* **INPUT FOR THIS TASK**
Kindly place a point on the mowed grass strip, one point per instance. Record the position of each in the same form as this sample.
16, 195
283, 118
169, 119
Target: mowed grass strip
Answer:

* **TASK GOAL**
From the first line to the last, reproduce the material word for word.

* **EXPECTED ANSWER**
Kindly place a point on the mowed grass strip, one point per instance. Record the position of each in the same form as this sample.
16, 195
283, 118
169, 119
Target: mowed grass strip
Answer:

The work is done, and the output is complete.